=== TASK INPUT ===

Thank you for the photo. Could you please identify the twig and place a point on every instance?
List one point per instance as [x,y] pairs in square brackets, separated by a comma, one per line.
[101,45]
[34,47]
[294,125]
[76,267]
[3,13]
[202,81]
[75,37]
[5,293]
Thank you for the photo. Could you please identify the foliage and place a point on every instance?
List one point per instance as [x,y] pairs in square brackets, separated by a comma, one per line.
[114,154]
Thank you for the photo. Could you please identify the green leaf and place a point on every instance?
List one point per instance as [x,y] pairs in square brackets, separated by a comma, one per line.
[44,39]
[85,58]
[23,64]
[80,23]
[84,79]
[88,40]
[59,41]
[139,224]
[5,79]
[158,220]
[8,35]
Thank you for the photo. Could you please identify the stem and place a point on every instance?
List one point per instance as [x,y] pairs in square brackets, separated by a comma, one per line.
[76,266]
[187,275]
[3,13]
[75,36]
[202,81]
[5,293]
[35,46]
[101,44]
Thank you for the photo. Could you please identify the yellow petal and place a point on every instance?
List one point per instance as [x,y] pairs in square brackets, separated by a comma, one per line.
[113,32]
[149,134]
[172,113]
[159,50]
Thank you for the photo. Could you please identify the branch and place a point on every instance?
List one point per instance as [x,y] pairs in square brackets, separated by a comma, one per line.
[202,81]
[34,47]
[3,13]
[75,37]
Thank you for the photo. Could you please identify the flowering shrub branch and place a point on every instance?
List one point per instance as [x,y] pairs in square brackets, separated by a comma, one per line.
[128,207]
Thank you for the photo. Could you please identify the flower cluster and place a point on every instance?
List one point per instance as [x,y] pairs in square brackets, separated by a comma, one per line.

===

Copy out exactly the lines between the line with "Thank you for the photo. Could you please identify the flowering" and the last line of the entries, counting both of those lines.

### SOLUTION TO THIS TASK
Thank you for the photo. Could you please identify the flowering shrub branch and place a point on every instance?
List one point per instance as [x,y] pairs in square brackets, separated by a comma, one per line.
[128,207]
Thank you for the photo. Could you please identify the flower cluster and place a point on every instance?
List one point per instance as [x,y] pairs in square brackets, separated by a comma, one per line.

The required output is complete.